Each record that follows is to be output in full, precisely as written.

● Input records
------------------------------------------------------------------------

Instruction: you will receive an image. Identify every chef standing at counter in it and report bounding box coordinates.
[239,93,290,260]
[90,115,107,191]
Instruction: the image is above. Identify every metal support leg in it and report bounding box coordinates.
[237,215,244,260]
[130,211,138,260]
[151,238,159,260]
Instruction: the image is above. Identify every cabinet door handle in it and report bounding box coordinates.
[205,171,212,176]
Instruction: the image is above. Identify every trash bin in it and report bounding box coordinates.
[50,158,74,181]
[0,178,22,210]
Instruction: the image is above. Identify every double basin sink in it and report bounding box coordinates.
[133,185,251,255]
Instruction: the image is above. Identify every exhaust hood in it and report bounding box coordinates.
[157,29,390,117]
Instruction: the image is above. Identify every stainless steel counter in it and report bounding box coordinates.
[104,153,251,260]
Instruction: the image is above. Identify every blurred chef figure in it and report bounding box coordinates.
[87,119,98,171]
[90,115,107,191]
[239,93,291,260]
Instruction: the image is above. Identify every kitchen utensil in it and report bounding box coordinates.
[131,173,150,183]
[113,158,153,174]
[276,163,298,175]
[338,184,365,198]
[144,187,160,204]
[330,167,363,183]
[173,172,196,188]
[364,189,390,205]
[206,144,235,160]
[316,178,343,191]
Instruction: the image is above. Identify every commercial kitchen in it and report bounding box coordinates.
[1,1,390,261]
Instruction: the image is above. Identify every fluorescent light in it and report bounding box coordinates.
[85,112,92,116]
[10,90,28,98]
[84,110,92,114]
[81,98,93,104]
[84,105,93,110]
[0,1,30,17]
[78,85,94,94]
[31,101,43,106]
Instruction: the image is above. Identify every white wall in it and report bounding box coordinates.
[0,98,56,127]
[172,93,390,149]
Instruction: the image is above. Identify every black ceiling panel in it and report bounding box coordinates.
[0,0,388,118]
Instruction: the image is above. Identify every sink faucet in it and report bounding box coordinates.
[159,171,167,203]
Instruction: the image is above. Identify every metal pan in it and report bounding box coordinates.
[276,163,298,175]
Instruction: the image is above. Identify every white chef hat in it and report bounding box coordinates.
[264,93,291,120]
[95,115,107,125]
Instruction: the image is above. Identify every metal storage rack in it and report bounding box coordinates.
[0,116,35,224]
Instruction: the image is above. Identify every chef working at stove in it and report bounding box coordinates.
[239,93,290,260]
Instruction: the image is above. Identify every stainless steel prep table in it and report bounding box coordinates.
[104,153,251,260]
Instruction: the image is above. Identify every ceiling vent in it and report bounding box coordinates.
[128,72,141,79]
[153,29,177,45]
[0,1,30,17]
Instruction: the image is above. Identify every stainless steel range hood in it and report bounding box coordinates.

------------------------------------------------------------------------

● Result
Instruction: you will receive an image. Identify every chef standing at counter in it and report bounding box coordinates.
[239,93,290,260]
[90,115,107,191]
Instruction: the image is above. Identify every metal support leg in it and report bounding box coordinates.
[237,215,244,260]
[130,211,138,260]
[151,238,159,260]
Instruction: the image is above. Identify every cabinet door handle in it and report bounding box coordinates.
[205,171,212,176]
Instruction: the image is above. Identify every trash bin in it and report bounding box coordinates.
[50,158,74,181]
[0,178,22,210]
Instruction: the image is above. Identify every double basin sink in it and report bounding box coordinates.
[133,185,251,255]
Instruction: the image is above. Identify every exhaust hood in it and report bounding box coordinates.
[157,29,390,117]
Instruction: the image is above. Identify every stainless steel counter in it and report bounding box coordinates.
[104,153,251,260]
Instruction: the image is above. Identify every blurred chef figure in it and report bounding box coordinates.
[87,119,98,171]
[90,115,107,191]
[239,93,291,260]
Instruction: the image is above. Identify every kitchen utensil in it and report bounding box coordinates.
[131,173,150,183]
[113,158,153,174]
[276,163,298,175]
[338,184,365,198]
[144,187,160,204]
[330,167,363,183]
[173,172,196,188]
[364,189,390,205]
[206,144,235,160]
[316,178,343,191]
Instruction: the image is above. Identify every commercial kitchen in it and report bounding box coordinates.
[1,1,390,261]
Instruction: the image is above. Identify every fluorescent light in it and report bounding box coordinates.
[85,112,92,116]
[10,90,28,98]
[84,110,92,114]
[81,98,93,104]
[84,105,93,110]
[0,1,30,17]
[78,85,94,94]
[31,101,43,106]
Instruction: the image is above. Identify every white wall in it and report bounding box coordinates.
[0,98,56,127]
[172,93,390,149]
Instruction: the image is above. Identify every black ceiling panel in it and report bounding box coordinates.
[0,0,388,118]
Instruction: the image is above. Identify every sink faucet in it and report bounding box coordinates.
[159,171,167,203]
Instruction: the image is above. Identify every metal pan in it and report bounding box coordinates.
[276,163,298,175]
Instruction: the image is above. Identify every white chef hat in it and report bounding box coordinates.
[264,93,291,120]
[95,115,107,125]
Instruction: the image is above. Identify every metal storage rack in it and report bounding box coordinates.
[0,116,35,224]
Instruction: the image is above. Identify every chef working at stove in it and report bounding box coordinates.
[239,93,290,260]
Instruction: the image is above. Identify every stainless steel prep table in it and report bounding box coordinates.
[104,153,251,260]
Instruction: the image is above. Identify every ceiling vent in it and report bounding box coordinates.
[128,72,141,79]
[153,29,177,45]
[0,1,30,17]
Instruction: the image is above. Identify every stainless steel range hood in it and report bounding box coordinates.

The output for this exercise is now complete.